— START OF MATERIAL SHOWN —

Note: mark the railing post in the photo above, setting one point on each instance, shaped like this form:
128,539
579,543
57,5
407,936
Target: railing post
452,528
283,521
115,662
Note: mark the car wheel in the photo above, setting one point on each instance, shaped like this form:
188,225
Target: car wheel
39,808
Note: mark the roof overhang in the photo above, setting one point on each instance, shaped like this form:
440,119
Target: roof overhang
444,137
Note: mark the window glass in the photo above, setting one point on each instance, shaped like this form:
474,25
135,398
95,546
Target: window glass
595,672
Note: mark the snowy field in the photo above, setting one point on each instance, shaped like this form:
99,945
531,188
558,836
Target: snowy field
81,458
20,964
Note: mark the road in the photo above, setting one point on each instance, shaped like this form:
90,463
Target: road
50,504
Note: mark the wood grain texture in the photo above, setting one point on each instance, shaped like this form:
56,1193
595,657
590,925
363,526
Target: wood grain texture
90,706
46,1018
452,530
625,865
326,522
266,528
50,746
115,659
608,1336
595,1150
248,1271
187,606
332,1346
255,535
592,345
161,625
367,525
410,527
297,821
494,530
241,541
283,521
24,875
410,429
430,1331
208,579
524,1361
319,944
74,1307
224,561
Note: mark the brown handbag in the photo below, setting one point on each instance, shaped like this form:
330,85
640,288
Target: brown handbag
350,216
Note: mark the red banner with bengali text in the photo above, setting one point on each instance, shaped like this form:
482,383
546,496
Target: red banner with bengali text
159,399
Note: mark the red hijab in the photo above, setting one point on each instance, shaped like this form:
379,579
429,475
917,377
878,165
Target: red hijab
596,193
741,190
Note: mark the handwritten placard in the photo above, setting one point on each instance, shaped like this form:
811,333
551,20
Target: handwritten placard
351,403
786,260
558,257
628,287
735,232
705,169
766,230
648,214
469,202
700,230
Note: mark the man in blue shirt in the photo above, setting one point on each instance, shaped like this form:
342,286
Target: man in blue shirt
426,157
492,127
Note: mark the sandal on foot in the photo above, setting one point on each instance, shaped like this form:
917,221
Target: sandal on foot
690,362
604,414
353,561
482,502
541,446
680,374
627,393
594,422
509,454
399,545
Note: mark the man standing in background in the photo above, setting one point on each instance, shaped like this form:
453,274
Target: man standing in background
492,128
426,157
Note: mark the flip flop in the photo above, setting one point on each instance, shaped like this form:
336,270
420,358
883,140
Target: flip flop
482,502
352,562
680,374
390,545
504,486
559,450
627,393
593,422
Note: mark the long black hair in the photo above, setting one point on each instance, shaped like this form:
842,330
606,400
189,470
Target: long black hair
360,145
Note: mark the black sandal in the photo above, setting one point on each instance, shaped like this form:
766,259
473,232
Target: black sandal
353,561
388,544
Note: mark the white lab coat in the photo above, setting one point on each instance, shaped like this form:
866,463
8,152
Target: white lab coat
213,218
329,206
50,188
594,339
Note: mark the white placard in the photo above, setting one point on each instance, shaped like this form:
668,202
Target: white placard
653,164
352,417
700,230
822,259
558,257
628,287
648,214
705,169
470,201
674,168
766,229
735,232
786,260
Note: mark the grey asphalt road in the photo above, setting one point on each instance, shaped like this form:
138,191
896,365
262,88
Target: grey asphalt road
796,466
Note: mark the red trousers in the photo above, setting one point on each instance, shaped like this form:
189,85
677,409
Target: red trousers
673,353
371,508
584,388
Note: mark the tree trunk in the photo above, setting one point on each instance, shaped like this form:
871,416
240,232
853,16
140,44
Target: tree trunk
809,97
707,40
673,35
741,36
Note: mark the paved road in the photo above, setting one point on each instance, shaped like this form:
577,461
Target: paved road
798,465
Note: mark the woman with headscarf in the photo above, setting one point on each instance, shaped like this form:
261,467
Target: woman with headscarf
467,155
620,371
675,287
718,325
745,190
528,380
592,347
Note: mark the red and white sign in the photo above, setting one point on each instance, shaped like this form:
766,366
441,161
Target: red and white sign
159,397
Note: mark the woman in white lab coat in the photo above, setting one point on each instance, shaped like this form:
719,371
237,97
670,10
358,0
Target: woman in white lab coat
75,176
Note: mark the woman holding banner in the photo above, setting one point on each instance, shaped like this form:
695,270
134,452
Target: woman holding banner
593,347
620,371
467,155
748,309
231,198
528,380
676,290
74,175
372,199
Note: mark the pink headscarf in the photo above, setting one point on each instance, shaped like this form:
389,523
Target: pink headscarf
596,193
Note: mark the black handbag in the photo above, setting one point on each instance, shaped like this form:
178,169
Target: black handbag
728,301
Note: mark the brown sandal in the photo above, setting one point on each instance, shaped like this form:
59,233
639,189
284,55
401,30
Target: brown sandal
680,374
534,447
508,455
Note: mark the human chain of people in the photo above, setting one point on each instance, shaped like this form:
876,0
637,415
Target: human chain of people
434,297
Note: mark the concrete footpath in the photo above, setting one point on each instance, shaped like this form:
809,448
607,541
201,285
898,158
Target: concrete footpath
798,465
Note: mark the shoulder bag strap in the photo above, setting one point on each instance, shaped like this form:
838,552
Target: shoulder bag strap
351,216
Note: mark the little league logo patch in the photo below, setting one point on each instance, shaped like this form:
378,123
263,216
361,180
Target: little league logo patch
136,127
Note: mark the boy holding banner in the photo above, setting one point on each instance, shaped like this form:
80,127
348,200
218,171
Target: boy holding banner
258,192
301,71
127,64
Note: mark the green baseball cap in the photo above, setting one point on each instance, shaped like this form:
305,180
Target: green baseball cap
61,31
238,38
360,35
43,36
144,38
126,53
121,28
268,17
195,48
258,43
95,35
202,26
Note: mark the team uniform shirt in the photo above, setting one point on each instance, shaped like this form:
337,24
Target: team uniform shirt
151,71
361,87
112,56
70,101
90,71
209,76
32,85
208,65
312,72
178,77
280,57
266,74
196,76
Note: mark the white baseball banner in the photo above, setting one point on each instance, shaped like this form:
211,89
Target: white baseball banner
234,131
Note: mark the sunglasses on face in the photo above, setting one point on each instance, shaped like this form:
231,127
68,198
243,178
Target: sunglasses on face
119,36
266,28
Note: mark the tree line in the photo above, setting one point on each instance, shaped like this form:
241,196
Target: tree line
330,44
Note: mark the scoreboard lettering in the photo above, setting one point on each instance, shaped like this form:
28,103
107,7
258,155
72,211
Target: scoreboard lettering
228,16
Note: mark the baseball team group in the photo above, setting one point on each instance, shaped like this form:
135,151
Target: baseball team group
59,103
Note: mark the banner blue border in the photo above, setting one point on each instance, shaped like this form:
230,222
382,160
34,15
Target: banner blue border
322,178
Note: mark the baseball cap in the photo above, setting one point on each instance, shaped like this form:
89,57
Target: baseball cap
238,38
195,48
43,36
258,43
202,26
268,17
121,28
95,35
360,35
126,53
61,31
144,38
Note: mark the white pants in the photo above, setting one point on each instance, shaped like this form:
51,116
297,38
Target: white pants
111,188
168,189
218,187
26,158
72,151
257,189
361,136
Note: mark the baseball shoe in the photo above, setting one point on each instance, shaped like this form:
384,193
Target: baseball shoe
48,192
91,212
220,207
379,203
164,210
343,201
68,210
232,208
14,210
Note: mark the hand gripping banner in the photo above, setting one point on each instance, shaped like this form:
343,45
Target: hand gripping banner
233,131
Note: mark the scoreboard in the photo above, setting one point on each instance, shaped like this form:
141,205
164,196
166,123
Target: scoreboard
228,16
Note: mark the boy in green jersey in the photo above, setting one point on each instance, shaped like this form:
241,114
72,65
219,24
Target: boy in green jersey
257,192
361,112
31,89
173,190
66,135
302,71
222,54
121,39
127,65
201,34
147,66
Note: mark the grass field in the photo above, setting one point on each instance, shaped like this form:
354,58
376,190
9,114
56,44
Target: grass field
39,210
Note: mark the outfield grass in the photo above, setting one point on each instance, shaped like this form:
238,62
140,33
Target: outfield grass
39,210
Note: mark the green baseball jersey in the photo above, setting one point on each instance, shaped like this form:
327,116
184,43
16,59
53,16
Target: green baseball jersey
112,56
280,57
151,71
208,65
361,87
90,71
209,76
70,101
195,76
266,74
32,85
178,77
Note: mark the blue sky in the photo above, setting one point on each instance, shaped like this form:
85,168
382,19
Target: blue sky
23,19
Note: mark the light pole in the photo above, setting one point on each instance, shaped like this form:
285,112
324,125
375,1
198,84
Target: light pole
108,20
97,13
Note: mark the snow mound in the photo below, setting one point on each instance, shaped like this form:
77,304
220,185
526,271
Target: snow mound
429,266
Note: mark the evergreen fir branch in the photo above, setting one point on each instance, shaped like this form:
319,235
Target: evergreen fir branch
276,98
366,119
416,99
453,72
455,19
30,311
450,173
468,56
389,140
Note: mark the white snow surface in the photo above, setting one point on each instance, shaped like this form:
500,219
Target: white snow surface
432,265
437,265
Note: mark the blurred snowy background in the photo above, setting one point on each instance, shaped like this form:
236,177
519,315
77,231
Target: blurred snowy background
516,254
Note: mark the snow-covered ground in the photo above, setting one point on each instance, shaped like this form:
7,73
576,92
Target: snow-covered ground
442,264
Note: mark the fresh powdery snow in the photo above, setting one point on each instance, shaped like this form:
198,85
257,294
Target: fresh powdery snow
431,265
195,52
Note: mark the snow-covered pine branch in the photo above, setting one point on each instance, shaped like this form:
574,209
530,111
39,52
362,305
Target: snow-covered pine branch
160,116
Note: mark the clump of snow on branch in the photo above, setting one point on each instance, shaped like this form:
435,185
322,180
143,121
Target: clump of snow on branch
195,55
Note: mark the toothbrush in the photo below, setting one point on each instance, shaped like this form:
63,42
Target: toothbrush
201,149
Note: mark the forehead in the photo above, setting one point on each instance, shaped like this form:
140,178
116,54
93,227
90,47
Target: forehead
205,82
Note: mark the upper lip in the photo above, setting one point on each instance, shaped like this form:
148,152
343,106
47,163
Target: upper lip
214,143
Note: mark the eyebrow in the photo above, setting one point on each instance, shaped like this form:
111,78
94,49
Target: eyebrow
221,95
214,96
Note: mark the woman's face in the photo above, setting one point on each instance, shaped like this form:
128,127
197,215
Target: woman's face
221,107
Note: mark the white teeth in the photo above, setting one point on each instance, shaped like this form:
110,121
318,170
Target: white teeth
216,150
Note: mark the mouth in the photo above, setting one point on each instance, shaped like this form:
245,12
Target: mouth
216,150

— END OF MATERIAL SHOWN —

§ GIVEN INSTRUCTION
Take the line with "Note: mark the clump" and all lines after it to the last line, and reproduce them exactly.

§ FULL OUTPUT
Note: mark the clump of snow on branch in the photo above, setting one point on each instance, shaped like this form:
435,185
322,180
143,121
Target: clump of snow on branch
195,55
Note: mark the toothbrush in the photo below, setting one point on each instance, shaped like this form:
63,42
Target: toothbrush
201,149
Note: mark the forehead in the photo above, setting one point on each instance, shaped like this form:
140,178
116,54
93,227
90,47
Target: forehead
205,82
Note: mark the upper lip in the photo above, setting one point on each instance, shaped like this form:
148,152
343,106
47,163
Target: upper lip
214,143
Note: mark the eyebrow in the photo above, setting one point on each instance, shaped like this form:
111,78
94,49
Target: eyebrow
221,95
214,96
Note: mark the woman's face in the photo above, setting one point on each instance, shaped like this form:
128,127
197,215
Target: woman's face
221,107
Note: mark the white teeth in the photo above, setting one point on each instance, shaped like this form:
110,121
318,170
Target: white teeth
216,150
Note: mark the mouth in the photo above, setting one point on each instance, shaped like this form:
245,12
Target: mouth
216,150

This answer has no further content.